----- Estratto scelto -----

Perché quello del call center di Padova è un caso a sé
17 Aprile 2008
I lavoratori dei call center che prestano servizio nella
struttura di una società hanno diritto ad un contratto di lavoro subordinato
dal momento che utilizzano attrezzature e materiale aziendale e non possono
essere considerati, dal datore, come lavoratori autonomi. Lo ha sottolineato la
Suprema Corte di Cassazione con la sentenza 9812 della sezione lavoro.
Con
questo verdetto la Suprema Corte ha respinto il ricorso della Solidea sas, una
società di Padova che aveva un call center nel settore pubblicitario. Si è
chiusa così una lunga vicenda giudiziaria che aveva percorso tutti i gradi del
giudizio di merito prima di arrivare alla sentenza che ha chiuso il caso.
La
notizia, anticipata con notevole evidenza da un grande quotidiano, è subito
rimbalzata al Ministero del Lavoro.
Il ministro uscente (e non rientrante per
un bel numero di anni) Cesare Damiano, ha rilasciato una dichiarazione con la
quale attribuisce a se stesso il merito dell’esito positivo della vertenza e
del contenzioso. Pur senza negare a Cesare quel che spetta a Cesare è bene tentare sinteticamente
qualche ulteriore considerazione, prima che il caso della ditta padovana venga
arruolato nelle crociate contro il precariato che da anni ammorbano l’aria (ce
le troviamo nei libri e al cinema, nei talk show televisivi) senza portare – a
conti fatti – molta fortuna elettorale ai tanti predicatori.
Va ricordato,
innanzi tutto, che le sentenze – anche quelle della Cassazione – “fanno
stato” solo nella concreta fattispecie condotta in giudizio.

-----

• [Istruzioni]:
(a) Nell'articolo sul call center di Padova, con quale sentenza la Cassazione ha respinto il ricorso della Solidea sas?
(b) Riprendi l'articolo sul call center di Padova dopo l'ultima frase mostrata.
Le righe di dati riportate più avanti non servono.

----- Elenco dati -----

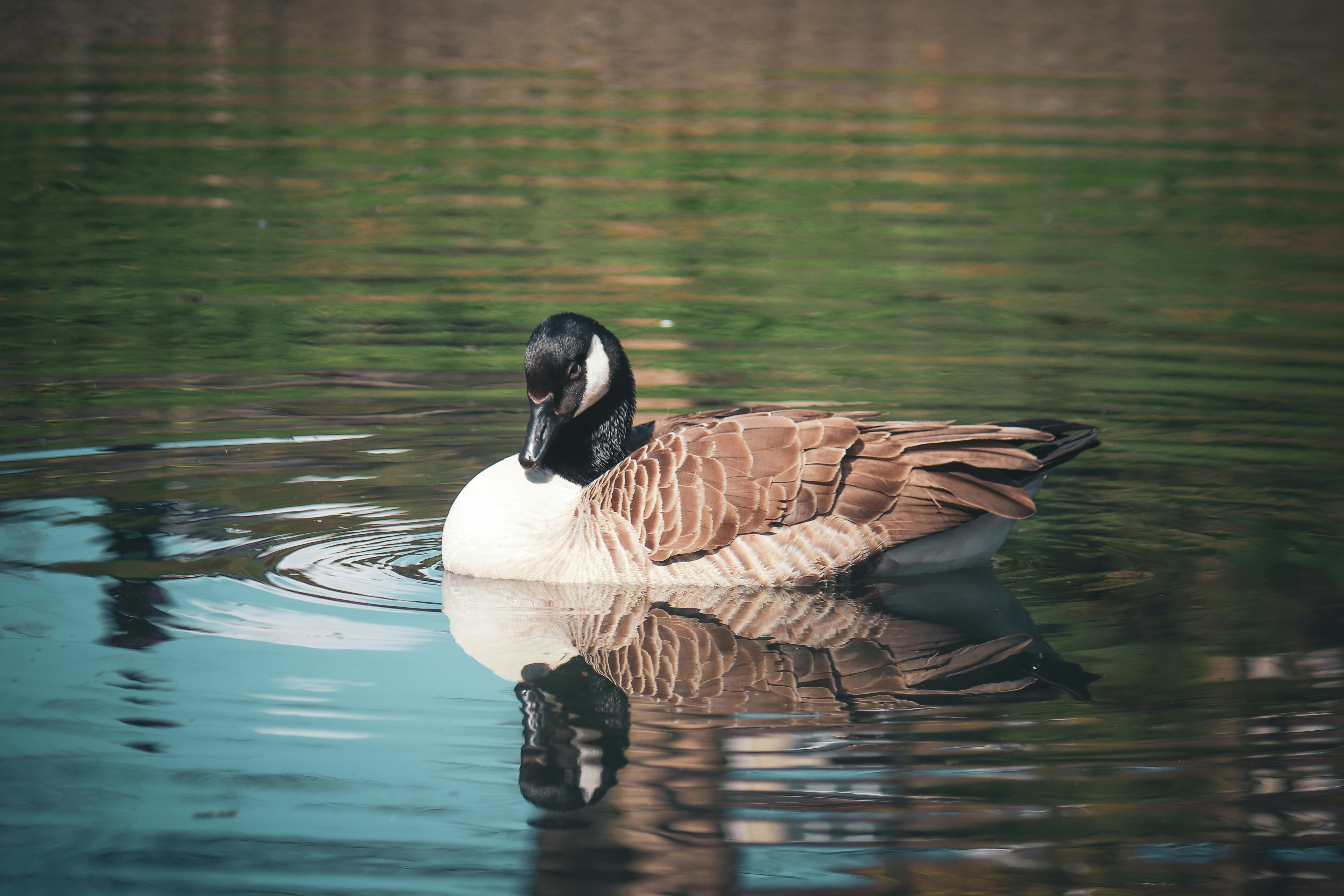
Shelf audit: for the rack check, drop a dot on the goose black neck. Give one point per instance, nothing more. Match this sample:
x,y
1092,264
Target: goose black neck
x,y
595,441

-----

• [Risposte]:
(a) Con la sentenza 9812 della sezione lavoro.

(b)
Si vede,
allora, che nel caso concreto di quei lavoratori ricorrenti, la Corte ha
individuato le caratteristiche di un rapporto di lavoro dipendente. E
doverosamente ha condannato l’azienda ad assumere in modo corretto quel
personale, con tutte le conseguenze retributive e previdenziali previste. Nulla
da dire. Salvo ricordare un principio generale del diritto secondo il quale
ogni tipo di lavoro può essere eseguito avvalendosi di un rapporto lavorativo
differente.
Pertanto sono soltanto quei lavoratori, occupati in quel particolare call
center ad esser stati considerati alle dipendenze. Non è detto, così, che la
medesima qualificazione valga per tutti coloro che svolgono tale attività (da
noi sono circa 220mila, anche se la sinistra ne parla con la stessa foga che
quarant’anni or sono dedicava a milioni
di tute blu). Chiamati nuovamente a
pronunciarsi i giudici sarebbero tenuti ad interpretare le leggi vigenti
applicandole al caso concreto, senza pregiudiziali di alcun tipo.
La seconda
considerazione chiama in causa le circolari citate dal ministro Damiano nella
sua dichiarazione. Tali direttive – solitamente rivolte ai servizi ispettivi
ministeriali e a quelli degli enti previdenziali – non sarebbero mai state possibili in mancanza
della legge Biagi, che ha fornito i criteri per riconoscere e combattere le
collaborazioni fasulle. La medesima opportunità è valsa certamente per la
Suprema Corte.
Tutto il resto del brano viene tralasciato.